BEGIN TASK INPUT
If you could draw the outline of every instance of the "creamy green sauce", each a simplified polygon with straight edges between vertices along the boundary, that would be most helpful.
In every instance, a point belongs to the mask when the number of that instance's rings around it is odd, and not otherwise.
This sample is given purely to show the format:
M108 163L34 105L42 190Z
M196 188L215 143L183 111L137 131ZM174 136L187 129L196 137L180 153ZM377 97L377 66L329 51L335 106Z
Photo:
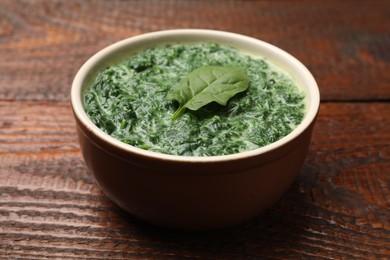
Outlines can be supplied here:
M170 88L202 66L246 70L248 89L226 106L197 111L166 98ZM84 93L90 119L116 139L155 152L216 156L253 150L289 134L305 115L305 95L289 75L261 58L214 43L166 45L102 70Z

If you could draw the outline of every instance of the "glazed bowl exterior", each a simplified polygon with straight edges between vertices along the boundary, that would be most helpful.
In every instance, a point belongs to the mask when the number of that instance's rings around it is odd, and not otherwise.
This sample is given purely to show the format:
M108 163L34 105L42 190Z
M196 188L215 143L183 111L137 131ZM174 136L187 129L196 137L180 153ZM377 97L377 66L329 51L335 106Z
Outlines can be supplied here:
M83 110L83 91L99 70L145 48L216 42L266 58L287 71L307 96L302 123L265 147L233 155L174 156L122 143L97 128ZM304 65L283 50L247 36L213 30L168 30L131 37L92 56L71 90L82 154L101 190L130 214L153 224L207 230L249 220L289 188L305 160L319 109L318 86Z

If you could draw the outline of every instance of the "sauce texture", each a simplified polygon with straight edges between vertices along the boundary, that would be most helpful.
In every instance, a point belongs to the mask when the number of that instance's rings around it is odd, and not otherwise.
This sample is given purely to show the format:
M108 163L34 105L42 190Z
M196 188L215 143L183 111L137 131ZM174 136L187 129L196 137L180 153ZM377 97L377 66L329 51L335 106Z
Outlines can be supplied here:
M215 102L187 109L168 91L202 66L239 67L249 77L245 92L226 106ZM185 156L253 150L288 135L305 116L305 95L291 77L268 61L214 43L146 49L102 70L84 93L92 122L114 138L145 149Z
END TASK INPUT
### ASSIGNMENT
Repeat the lines above precisely and skip every picture.

### ANSWER SPACE
If you could draw the outline of every instance of the "creamy green sauce", each a simplified polygon with straight edges between vertices along the boundary, that would be most helpful.
In every instance, a point belongs to the mask when the number of that instance's rings around it is odd, and not otherwise.
This sample is given purely to show the format:
M108 163L34 105L42 190Z
M196 188L215 143L183 111L137 131ZM174 136L187 129L196 137L180 153ZM377 97L377 66L329 51L335 106Z
Photo:
Outlines can be supplied here:
M170 88L202 66L246 70L248 89L226 106L197 111L166 98ZM84 93L90 119L116 139L155 152L216 156L253 150L289 134L305 115L305 95L289 75L261 58L214 43L166 45L102 70Z

If you could draw the outline of every instance of the "glazed bowl exterior", each a simplified polygon with straight edges between vertices along the boundary, that would be most helpful.
In every instance, a point belongs to the mask when the number of that instance's rings around it is odd, and not otherwise.
This sample is given purely to show the format:
M108 163L34 105L42 190Z
M196 188L215 143L183 111L137 131ZM174 136L187 129L196 137L180 153ZM377 97L377 66L329 51L335 106Z
Outlines can be supplied here:
M83 110L83 91L99 70L145 48L216 42L266 58L287 71L307 96L302 123L265 147L233 155L174 156L122 143L97 128ZM304 65L283 50L247 36L213 30L168 30L131 37L92 56L71 90L82 154L101 190L130 214L153 224L207 230L249 220L289 188L305 160L319 109L318 86Z

If you could draw the outline of every instance of the "sauce texture", each a simplified polygon with straight edges between vertices along the boundary, that would be most helpful.
In every instance, a point belongs to the mask when the number of that instance's rings around it is odd, and not otherwise.
This sample is given purely to show the format:
M108 163L34 105L42 190Z
M196 188L215 143L183 111L137 131ZM174 136L187 129L196 137L180 153ZM377 97L377 66L329 51L335 106Z
Outlines can be supplied here:
M215 102L187 109L168 91L202 66L239 67L249 77L245 92L226 106ZM185 156L253 150L288 135L305 116L305 95L291 77L268 61L214 43L146 49L102 70L84 93L92 122L114 138L145 149Z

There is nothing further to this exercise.